Yeah, well, it goes back to the same thing as her. I always have to revisit and evaluate, like, am I full so that I have something left? Like, yesterday, I was really tired. I had come back from a... It was a short trip, but there was a lot of delays because of the cold weather. And I got home, and my car is... an hour away because the whole situation. And I had a decision to make, am I gonna go and get my car or am I gonna just stay home? So I got off the plane and I said, let's just go get some Vietnamese. So we both love pho, pho is her love language. So we went and we sat there and we just had dinner together, just the two of us. And then my love language is coffee, so we left. the restaurant we went got coffee together we took it to go and we went home and we chilled and to me that's all like that's that's a great night like just just the time you know i didn't i was like i can go get my car but no i'll go get it another time you know um you know just taking those times and being intentional is uh it goes a long way

SPEAKER_00:

Yeah, that's really good. Intentionality. I think that's one thing that I'm learning a lot about in this season as life is getting busier. Responsibilities are... are being added and, you know, the different things. I started out at Legacy, you know, Sonia and I, we started out as the prayer coordinators. And I was like, it was a stretch to get me to do that, you know? But now I'm the executive pastor and she's the next gen and team pastor. And it's like, oh God, we are in this thing. And we have

SPEAKER_02:

two really small

SPEAKER_00:

bouncing boys. And we have two small boys. And

SPEAKER_02:

someone keeps prophesying that I'm going to have twins. Oh gosh. I'm

SPEAKER_00:

like, if you don't go back to sleep, go back to sleep. Crazy. There was more to this story. Oh, I was just going to let you know. But I've learned that, man, if you're not intentional to make it happen, it won't happen. If you're not intentional to make sure that your spouse feels valued, because I think the temptation that a lot of people in ministry, young people experience, run into is young and old is that they get so much value from what they do on stage and they get so much value for and they feel and they feel like what they're doing is so valuable that family and marriage begins to slip to second third fourth fifth sixth seventh and so I think that it's so important man to all the people who are watching this podcasts who are in ministry and who've watched this podcast because you want to learn something about, you want to learn the secret sauce to John Wilde's life. Oh, Lord. Or to how he got to where he is. I think it's so important to learn that what I am seeing and perceiving is that you've been very intentional in every single season of your life. You've been so intentional to, number one, be aligned with your wife. To be aligned with your wife and to be aligned with her in that which God has called you to do. But not just what God has called you to do, what God has called her to do. I think it's so beautiful that you two have two callings that are not on different ends of the spectrum by any means, but they just look different. I feel like my next question to you would be, John, how do you ensure that Natalie feels valued today? in that her calling matters, you know, in, in a, when you are so celebrated, you're so celebrated. What you do is so public. And what Natalie does or had did for 18 years is really kind of, it's, it's, she was a teacher making a difference in people's life in, in young people's lives, changing the world and in her own right in such a beautiful way. But how do you ensure that she feels valued?

• DATA LINES:
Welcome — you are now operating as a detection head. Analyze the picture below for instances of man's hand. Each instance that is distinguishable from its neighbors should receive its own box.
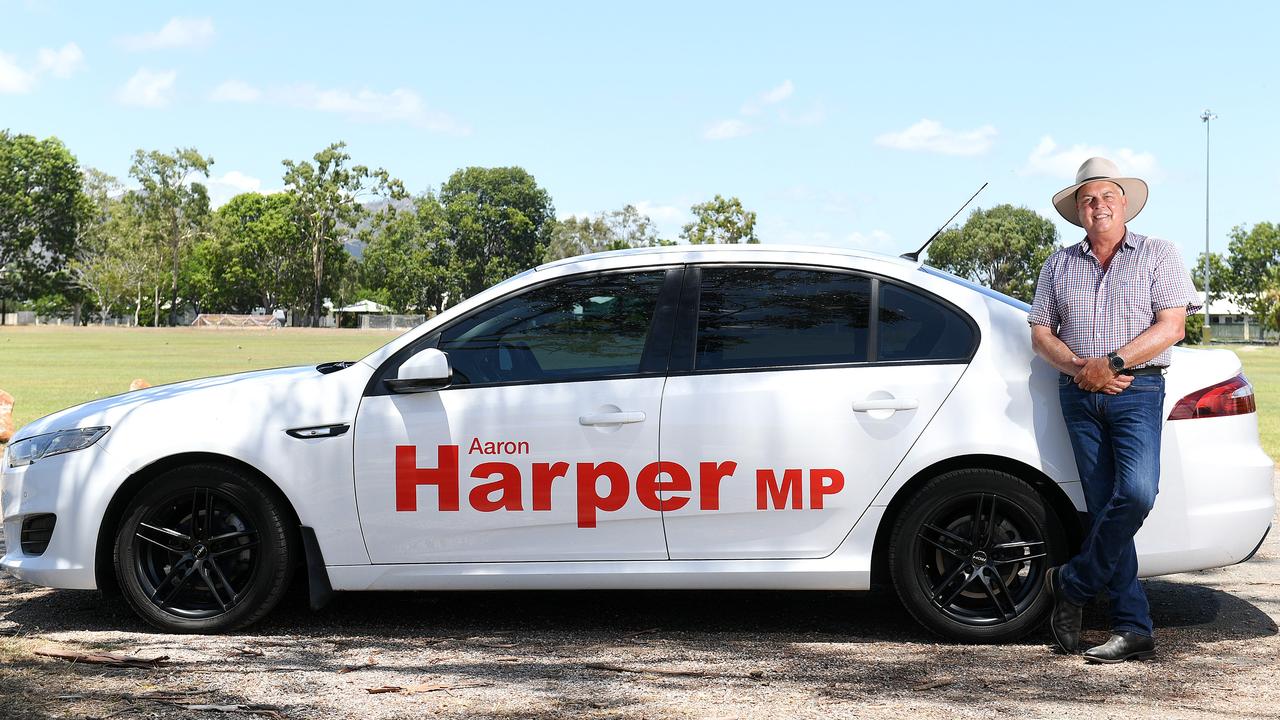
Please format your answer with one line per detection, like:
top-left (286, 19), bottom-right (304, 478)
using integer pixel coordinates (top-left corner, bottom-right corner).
top-left (1101, 375), bottom-right (1133, 395)
top-left (1071, 357), bottom-right (1133, 395)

• LIST OF TASKS:
**1.** In the podcast conversation, what role did the speaker and Sonia first hold at Legacy?
**2.** Continue the podcast conversation from its final sentence.

• ANSWERS PER TASK:
**1.** They started out as the prayer coordinators.

**2.**
SPEAKER_03:

Yeah. Well, I have to say this, you know, just because you brought the comment up and my heart's like, let that slip. You said the secret sauce to John Wilde's life. I'll tell you the secret sauce is grace. Amen. Because John Wilde's has not, you know, I make it a point. Anytime I'm talking to someone who's asking me questions in a personal context, I go, bro, I was jacked up. I got it wrong a lot. and the secret has been grace. That God's grace is sufficient for you, that there's grace. So I tell people all the time, have grace for yourself and don't cry over the spilled milk. Ask God to help you. So I had to do a lot of praying, and I still do. Lord, make me the man that I need to be. Help me to be the husband that I need to be. Help me to be the father that I need to be. There's a lot of things I had to learn the hard way. And I've had real talks with my kids and go, early on, I could have paid more attention to this. I didn't know what I was doing. And I said, but... you can, now there's grace and we can make this right. So I think the secret sauce for me honestly has been grace and having a gracious wife. So I'm very well aware of that. So I don't want to act like I've had it all together.

SPEAKER_00:

Thank you for that. I appreciate that. I think it's so important for people to hear that. It is so important for people to hear that.

SPEAKER_03:

Yeah, but how I make sure that she feels valued is, you know, I'll sit with her and ask her what's on her heart. You know, I ask her, couple of years ago, what's the dream on your heart? And to be super transparent, there wasn't anything there because I guess she was in a season where it was difficult to dream. And I didn't tell her at that moment, but it actually crushed me inside. And I remember I was leaving to go on a ministry trip and in the hotel room, I brought that up in prayer. I said, Lord, help me Sorry, there's a bug fly. I said, Lord, help me. I'm having a Pentecostal fit over here now. But I said, Lord, help me.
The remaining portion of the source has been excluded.